Directions for this task ▸
Your answer should be the records, restated word for word.

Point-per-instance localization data
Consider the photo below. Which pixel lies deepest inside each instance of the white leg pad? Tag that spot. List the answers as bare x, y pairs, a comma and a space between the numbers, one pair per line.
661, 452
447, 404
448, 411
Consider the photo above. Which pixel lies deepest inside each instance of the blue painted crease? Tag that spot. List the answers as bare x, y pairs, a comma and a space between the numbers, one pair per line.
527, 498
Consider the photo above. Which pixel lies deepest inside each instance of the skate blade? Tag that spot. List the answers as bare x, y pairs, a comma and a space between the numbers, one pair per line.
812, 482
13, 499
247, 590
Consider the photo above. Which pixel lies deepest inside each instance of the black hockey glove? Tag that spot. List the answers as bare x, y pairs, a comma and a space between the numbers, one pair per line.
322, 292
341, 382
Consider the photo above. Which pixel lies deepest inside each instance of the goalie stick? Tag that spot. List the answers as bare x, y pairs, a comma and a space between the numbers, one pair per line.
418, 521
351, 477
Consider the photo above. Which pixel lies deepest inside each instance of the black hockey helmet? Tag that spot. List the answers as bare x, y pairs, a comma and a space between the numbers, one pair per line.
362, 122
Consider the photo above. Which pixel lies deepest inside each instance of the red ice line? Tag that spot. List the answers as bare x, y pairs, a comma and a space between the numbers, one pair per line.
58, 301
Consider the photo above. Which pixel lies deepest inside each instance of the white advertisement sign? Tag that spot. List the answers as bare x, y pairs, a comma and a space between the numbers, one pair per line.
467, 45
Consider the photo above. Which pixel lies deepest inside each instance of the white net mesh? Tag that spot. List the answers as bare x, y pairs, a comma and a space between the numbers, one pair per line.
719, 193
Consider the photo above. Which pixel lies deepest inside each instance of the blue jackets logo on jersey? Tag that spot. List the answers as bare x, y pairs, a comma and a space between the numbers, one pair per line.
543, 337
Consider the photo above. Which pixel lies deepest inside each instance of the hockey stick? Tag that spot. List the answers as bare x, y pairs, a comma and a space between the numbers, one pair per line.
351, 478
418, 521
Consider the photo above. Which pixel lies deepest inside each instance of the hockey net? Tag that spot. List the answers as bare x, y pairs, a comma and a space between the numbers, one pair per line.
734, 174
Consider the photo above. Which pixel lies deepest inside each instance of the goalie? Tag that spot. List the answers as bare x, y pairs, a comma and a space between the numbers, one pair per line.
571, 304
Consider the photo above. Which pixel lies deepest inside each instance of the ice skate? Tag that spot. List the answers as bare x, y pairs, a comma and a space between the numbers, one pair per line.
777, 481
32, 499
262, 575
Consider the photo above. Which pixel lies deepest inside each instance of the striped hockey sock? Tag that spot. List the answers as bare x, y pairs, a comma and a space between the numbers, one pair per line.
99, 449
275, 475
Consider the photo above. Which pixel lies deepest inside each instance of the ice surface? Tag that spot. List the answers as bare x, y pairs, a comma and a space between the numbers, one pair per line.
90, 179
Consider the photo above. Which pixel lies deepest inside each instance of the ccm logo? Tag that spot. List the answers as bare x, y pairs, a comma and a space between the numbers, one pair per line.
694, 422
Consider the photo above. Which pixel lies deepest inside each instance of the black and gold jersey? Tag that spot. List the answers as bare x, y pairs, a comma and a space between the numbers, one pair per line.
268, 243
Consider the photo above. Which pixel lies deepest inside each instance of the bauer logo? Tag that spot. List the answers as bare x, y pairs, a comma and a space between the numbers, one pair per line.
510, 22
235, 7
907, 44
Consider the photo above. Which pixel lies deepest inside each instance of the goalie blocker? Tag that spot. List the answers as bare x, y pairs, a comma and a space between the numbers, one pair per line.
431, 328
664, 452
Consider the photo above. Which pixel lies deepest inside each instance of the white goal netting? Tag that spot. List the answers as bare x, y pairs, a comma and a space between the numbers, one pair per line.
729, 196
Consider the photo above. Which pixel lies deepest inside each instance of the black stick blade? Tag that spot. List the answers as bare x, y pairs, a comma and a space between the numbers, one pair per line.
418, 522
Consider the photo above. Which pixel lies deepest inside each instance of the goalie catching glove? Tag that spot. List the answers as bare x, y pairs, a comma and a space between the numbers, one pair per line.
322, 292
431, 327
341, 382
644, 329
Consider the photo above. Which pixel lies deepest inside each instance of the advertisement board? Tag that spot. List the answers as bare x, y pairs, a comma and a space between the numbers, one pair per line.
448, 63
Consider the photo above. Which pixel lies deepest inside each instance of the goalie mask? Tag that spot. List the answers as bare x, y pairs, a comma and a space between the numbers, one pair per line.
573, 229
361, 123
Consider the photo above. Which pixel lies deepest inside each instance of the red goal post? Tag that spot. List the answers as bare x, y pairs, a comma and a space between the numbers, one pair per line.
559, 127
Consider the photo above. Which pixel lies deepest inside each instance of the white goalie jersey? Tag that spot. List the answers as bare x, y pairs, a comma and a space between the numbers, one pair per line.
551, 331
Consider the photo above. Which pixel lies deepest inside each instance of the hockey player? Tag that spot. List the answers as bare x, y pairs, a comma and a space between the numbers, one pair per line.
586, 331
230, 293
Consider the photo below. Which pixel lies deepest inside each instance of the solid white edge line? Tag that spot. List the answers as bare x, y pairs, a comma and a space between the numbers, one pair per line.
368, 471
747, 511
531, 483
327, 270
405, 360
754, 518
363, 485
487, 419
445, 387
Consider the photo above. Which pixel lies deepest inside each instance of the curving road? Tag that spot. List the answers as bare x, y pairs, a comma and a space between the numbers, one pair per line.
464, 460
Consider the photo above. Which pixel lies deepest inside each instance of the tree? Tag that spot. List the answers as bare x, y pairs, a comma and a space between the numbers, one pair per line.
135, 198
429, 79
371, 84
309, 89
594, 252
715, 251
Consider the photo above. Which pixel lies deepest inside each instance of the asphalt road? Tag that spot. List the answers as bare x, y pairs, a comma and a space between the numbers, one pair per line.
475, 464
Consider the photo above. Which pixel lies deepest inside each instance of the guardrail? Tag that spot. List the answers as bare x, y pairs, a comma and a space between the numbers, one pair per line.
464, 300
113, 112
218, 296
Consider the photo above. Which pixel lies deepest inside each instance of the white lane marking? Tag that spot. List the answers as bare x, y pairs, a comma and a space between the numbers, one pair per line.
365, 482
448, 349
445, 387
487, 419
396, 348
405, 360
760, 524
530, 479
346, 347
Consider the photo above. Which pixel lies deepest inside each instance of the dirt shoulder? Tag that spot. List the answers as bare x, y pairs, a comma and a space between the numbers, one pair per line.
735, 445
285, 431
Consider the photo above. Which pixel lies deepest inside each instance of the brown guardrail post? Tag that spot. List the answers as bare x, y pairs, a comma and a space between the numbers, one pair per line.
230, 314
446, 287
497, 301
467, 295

Task response ▸
Consider the photo below. Which pixel lies deepest inside each instance of the white leg pad? Tag that spot. List the answers as bare x, y pairs, a comma and a space between the numbers, one pair per line.
661, 452
447, 404
448, 411
Consider the photo above. Which pixel lies deepest inside each instance of the blue painted crease? Tag that spot. List the answers as bare x, y pairs, a comma and a space between the numbers, one pair per line.
527, 498
Consider the photo above. Which pixel lies deepest inside each instance of the skate blade? Tag that spot. List the answers as bare x, y pairs, a comma and a space between the numbers, one pair per line.
812, 482
13, 499
247, 590
Consider the photo above. Which pixel lies deepest inside each instance of the black hockey glove? Tag that spot. List the answers as bare x, y pairs, a comma and a space between the numbers, one pair per line.
322, 292
341, 382
Consider the photo above. Which pixel lies deepest inside each instance of the goalie stick? Tag that spot. List the answers as bare x, y pairs, a comma and a space between the numbers, one pair per line.
418, 521
351, 477
Consider the photo above. Which pixel lies deepest inside each instance of the black hockey helmet? Tag that spot. List the answers as bare x, y pairs, a comma and a space between the numbers, one pair per line.
362, 122
Consider the photo above. Which pixel lies deepest inside each instance of the red ice line? Tag that spot. List the answers as bare x, y pairs, a comma and a space between the numbers, one pair per line.
58, 301
Consider the photo above. Which pixel lies deepest inside each instance of the white advertisement sign? Tag that spot. List the answers as bare x, y pairs, a comma and a space between the numbers, one pair per line.
467, 45
Consider the photo above. Which pixel lies deepest inside each instance of the white net mesh? Tag that spot. List the answers as bare x, y pairs, a comma and a space between the numbers, one pair per line.
719, 193
Consider the photo above. Which pixel lies deepest inside each instance of the blue jackets logo on jersey? Tag that spot. List the answers as bare x, y pairs, a comma and a space between the numbers, one pair per line.
543, 337
Consider the photo above. Which pixel lies deepest inside each instance of the hockey stick? Tag that spot. List the answers as bare x, y pairs, a comma and a space between the numbers, one pair per line.
351, 478
418, 521
Consider the photo above. Which pixel lies deepest inside each instance of the hockey net? Tag that spot. List the answers as bare x, y pairs, a comma and a space between the numbers, one pair per line.
734, 174
Consider the photo above. Which pixel lies deepest inside each instance of the goalie? Tag that spot. List the answers as bare x, y pairs, a comma and a space between the numbers, one pair per line.
571, 304
Consider the photo above. Which pixel lies deepest inside each instance of the ice skate? Tag that spot. List the answers as bare x, y pairs, a comma and a space between the numbers, one pair per line.
777, 481
32, 499
262, 575
Consider the photo above. Which pixel lies deepest inside each instance of the striped hockey sock? Tag that spot. List the answers as bare x, y pairs, a comma and a space between the numbers, one pair per line.
99, 449
275, 475
Consider the photo above. Which pixel lies deepest inside each instance of the ice surface? Tag that spot. List the answers as bare x, y pairs, a comma and a space between the numbers, one pair per line.
90, 179
Consider the photo above. Which pixel lies deepest inside each instance of the ccm logo? Tag that spot. List the answers as bare x, y pairs, a comma and a space between the numbers, one pair per line.
694, 422
Consider the photo above. Which pixel lies deepest inside each instance of the black and gold jersey? Tag that spot. List the answers as bare x, y pairs, a comma and a space between the numbers, one pair per line.
268, 243
Consider the photo above. Which pixel lies deepest inside each instance of the bauer logo? Tag that spot. List the answers as bare x, y pairs, a comma and a space between the numbers, one pair per line.
510, 22
235, 7
907, 44
Consider the photo above. Which pixel lies deepest inside each instance of the goalie blocker? Tag that spot. List the answers as bare x, y pairs, a comma and a space between the numbers, one pair per line.
431, 328
664, 452
Consider the photo above. Which pixel lies deepest inside each instance of the white goal netting? Tag that spot. List the answers as bare x, y pairs, a comma and a space between the numbers, one pair per line.
729, 196
Consider the photo above. Which pixel lies deepest inside each instance of the black stick blade? Tag that spot. List the answers as bare x, y pairs, a comma and a space between the numbers, one pair per line.
418, 522
Consider the photo above. Which pixel lies deepest inside each instance of the goalie catching glove? Tag that spot. List the answers as bare x, y pairs, a comma and a space between the numbers, one pair per line.
322, 292
431, 327
341, 382
644, 329
Consider the photo above. Which pixel lies deepest inside each instance of the advertisement board? Tag that spot. List the answers as bare x, y pairs, a comma and a space between the numbers, one pair per line.
448, 63
Consider the photo above. Which pixel lies deepest inside each instance of the goalie mask? Tag that spot. List the answers as bare x, y pairs, a comma and a space between the numbers, one pair per line.
573, 229
361, 123
Consider the photo above. Which pixel lies deepest inside each instance of the red goal post? Tag that spot. List the answers as bare x, y pairs, a comma and a space between the numbers, one pair per line.
559, 127
Consider the photo above. Which pixel lies deepest inside each instance of the white goalie jersey? Tag that spot. List the answers as bare x, y pairs, a comma and a space between the numbers, one pair per line.
551, 331
Consider the photo above. Which pixel lies deepest inside each instance of the hockey player? Tag that spot. List the answers as bare x, y pairs, a comma and a space between the numbers, one pair per line.
586, 331
230, 293
Consider the photo below. Which pixel lies deepest inside each instance of the solid white edge line? Tag that spot. List the answers as bare x, y pairs, a comma and a space between the numbers, one pair per line.
368, 471
747, 511
531, 483
327, 270
405, 360
754, 518
363, 485
487, 419
445, 387
Consider the photo above. Which pixel lies deepest inside each instance of the curving road? Tag that spot. List the answers as bare x, y pairs, a comma and a space between the numbers, one pair per line.
464, 460
Consider the photo above. Which pixel lies deepest inside each instance of the tree? Tag that spot. List the answers as bare x, y pairs, a comma and a space between the numbers, one pair per line.
135, 198
429, 79
371, 84
309, 89
594, 252
715, 251
Consider the photo above. Which pixel lies deepest inside each instance of the asphalt road? Tag that spot. List the answers as bare x, y pairs, a comma and a space between the numbers, one pair per line.
475, 464
Consider the photo above. Which pixel lies deepest inside each instance of the guardrail? Tag that spot. List the answers as bare x, y pairs, a comma and a space between the numbers, one pair per line.
464, 300
113, 112
218, 296
Consider the photo above. Which pixel lies deepest inside each instance of the white lane marking? Tag that spot. List the answers as bare x, y pairs, a comma and a space between the numbers, one pair per line.
365, 482
448, 349
445, 387
487, 419
396, 348
405, 360
760, 524
530, 479
346, 347
Consider the photo above. Which pixel lies deepest inside each instance of the dirt shoulder? Tag that spot. List the answers as bare x, y pairs, a comma and a space between the numbers, one pair per line.
735, 445
285, 431
Consider the photo above. Which pixel lies deepest inside each instance of the brown guardrail post? Tag that spot. List the answers as bare x, y pairs, a comma and a space between the numbers, one pair per line.
230, 314
446, 287
497, 301
467, 295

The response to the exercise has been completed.